- [INSTRUCTION]: Resume the passage about the school board's student survey, picking up right after its final sentence.
━━━ DOCUMENT EXTRACT
Some of the more sexually explicit questions are reserved for what the board considers to be children old enough to answer questions about romantic relationships and sexual attraction. Although the youngest students will not be required to answer sexually explicit questions, they are listed on the same form.

Children as young as 12 years old are asked if they are “non-binary” and “gender fluid.” In addition, 12-year-olds who complete the survey will be required to consider the following definition of sexual orientation: “Sexual orientation refers to a person’s sense of romantic, emotional and sexual attraction to people of the same or different gender/sex.”

A teacher will be overseeing the survey that asks minors without parental supervision about sexual feelings. Sexual abuse of young students by teachers occurs as often as each week of the school year, according to a major study of Canadian data.
━━━━━━
━━━ DATA ROWS
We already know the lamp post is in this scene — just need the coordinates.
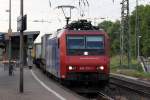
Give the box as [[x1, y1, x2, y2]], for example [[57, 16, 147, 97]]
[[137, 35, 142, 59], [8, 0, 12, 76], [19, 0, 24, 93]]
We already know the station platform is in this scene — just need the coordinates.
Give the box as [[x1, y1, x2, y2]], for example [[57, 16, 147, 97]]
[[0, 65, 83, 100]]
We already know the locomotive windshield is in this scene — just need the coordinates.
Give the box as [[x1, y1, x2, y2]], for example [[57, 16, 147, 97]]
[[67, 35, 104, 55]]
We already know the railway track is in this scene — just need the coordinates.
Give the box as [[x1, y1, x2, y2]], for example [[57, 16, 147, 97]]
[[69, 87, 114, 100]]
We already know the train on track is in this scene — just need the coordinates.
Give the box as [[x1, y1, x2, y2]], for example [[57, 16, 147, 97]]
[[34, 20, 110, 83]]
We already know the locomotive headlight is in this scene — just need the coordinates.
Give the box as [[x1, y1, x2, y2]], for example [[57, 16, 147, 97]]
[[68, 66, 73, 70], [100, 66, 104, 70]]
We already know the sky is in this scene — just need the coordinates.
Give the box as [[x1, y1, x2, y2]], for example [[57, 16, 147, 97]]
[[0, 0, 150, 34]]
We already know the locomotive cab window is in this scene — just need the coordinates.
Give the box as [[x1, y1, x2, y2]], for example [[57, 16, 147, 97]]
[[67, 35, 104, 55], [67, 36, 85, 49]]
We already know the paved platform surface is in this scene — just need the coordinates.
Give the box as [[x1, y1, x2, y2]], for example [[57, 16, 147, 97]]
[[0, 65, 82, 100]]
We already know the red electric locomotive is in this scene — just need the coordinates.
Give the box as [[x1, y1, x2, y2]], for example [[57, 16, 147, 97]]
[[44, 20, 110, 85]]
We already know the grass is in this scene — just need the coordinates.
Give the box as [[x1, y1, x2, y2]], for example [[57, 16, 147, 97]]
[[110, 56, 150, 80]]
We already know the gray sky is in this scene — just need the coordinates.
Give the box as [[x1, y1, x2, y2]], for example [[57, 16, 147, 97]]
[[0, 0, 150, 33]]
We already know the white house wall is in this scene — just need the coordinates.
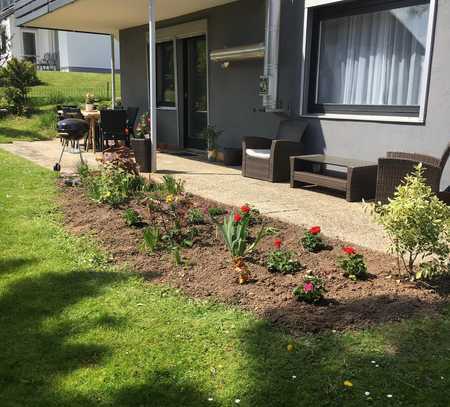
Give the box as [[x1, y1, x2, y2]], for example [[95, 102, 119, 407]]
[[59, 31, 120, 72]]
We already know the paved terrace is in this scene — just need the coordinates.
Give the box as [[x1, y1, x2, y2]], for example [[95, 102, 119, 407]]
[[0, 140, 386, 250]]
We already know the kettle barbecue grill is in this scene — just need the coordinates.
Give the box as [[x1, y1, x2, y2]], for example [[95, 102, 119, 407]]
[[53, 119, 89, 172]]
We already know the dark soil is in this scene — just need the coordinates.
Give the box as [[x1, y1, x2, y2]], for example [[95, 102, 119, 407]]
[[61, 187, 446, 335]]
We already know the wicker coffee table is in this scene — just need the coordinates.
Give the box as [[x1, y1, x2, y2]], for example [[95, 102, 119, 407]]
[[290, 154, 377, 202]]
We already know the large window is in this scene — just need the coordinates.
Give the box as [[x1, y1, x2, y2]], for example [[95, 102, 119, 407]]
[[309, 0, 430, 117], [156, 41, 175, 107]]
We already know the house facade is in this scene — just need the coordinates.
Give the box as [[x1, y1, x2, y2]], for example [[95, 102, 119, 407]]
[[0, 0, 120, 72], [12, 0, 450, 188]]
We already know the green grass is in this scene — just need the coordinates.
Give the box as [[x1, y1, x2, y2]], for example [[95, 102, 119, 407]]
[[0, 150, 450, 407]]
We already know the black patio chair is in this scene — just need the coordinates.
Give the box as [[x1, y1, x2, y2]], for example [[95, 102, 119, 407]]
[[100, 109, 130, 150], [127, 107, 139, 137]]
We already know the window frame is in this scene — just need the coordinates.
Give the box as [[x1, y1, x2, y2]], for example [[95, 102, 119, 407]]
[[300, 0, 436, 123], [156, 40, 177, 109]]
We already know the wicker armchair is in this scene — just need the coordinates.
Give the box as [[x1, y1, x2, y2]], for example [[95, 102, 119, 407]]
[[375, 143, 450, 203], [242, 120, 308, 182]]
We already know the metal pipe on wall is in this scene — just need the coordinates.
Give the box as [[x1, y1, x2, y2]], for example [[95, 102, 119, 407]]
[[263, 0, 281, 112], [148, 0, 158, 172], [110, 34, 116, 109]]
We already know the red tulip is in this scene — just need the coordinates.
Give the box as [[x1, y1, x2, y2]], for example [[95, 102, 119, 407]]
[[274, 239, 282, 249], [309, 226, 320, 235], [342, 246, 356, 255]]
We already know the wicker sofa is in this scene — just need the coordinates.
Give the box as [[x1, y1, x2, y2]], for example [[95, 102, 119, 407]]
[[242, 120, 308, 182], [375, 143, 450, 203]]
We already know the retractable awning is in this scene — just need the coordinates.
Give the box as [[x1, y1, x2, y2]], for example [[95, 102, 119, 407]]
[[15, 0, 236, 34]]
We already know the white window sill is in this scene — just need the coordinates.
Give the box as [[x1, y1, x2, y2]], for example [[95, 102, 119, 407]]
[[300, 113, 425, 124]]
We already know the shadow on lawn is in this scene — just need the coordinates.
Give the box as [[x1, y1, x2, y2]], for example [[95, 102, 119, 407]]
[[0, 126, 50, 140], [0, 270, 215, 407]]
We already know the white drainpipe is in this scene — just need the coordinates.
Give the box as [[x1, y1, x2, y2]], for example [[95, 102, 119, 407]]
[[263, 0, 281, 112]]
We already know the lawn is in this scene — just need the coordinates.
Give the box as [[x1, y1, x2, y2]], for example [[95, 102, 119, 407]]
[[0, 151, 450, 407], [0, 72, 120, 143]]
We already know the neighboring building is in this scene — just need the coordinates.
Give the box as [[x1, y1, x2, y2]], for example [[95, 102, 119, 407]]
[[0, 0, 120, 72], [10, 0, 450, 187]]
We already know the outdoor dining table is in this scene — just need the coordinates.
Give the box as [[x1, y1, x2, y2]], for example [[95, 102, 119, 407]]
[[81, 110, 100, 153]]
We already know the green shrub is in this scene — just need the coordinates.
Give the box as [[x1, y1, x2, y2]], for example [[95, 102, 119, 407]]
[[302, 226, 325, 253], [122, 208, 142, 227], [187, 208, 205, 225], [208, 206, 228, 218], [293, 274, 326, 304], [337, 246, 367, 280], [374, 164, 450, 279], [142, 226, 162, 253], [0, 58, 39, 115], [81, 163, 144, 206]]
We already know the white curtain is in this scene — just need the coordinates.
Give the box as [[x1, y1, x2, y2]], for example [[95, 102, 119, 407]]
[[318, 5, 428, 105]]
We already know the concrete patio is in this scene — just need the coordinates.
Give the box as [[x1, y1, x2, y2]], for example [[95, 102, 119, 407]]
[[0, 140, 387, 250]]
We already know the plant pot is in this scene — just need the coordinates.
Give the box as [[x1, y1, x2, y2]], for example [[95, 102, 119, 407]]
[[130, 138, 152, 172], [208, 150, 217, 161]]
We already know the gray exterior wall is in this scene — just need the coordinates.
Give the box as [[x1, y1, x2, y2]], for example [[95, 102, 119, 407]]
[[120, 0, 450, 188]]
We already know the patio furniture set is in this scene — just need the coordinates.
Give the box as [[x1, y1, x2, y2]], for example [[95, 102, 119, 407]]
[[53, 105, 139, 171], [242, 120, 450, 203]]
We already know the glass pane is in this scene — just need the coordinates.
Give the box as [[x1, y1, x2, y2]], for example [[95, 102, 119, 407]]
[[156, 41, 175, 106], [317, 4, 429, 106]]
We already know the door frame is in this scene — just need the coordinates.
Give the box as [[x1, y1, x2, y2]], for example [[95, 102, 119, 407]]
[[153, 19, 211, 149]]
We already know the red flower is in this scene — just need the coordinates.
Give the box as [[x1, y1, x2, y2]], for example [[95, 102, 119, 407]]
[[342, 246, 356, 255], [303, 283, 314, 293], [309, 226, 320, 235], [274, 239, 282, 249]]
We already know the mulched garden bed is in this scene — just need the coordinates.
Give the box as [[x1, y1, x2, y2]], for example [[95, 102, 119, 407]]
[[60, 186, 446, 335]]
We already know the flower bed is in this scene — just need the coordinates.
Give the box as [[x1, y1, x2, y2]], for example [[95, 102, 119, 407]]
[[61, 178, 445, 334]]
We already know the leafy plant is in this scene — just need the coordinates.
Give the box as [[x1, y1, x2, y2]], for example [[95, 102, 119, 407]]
━━━━━━
- [EXPECTED ANSWER]:
Currently in Ontario, students are taught a sexual education curriculum as part of physical education that was unveiled by Doug Ford’s government in 2019. Ford had promised to present a less offensive program that would be a departure from the previous version that had students consider a host of sexually explicit and pornographic activities. However, when his government released a new program in 2019, critics claimed that it did not change substantially from the former version that was largely crafted by a man who was sent to prison after being outed as a child pornography user.

In the Doug Ford version, young children are still taught gender theory.

The WCDSB anti-racism census barely contains any mention of race in comparison to the mentions of gender and sexuality. A key-word search finds the word “race” mentioned only 7 times in the whole document, whereas “sexual” and “gender” are each listed at least twice as many times.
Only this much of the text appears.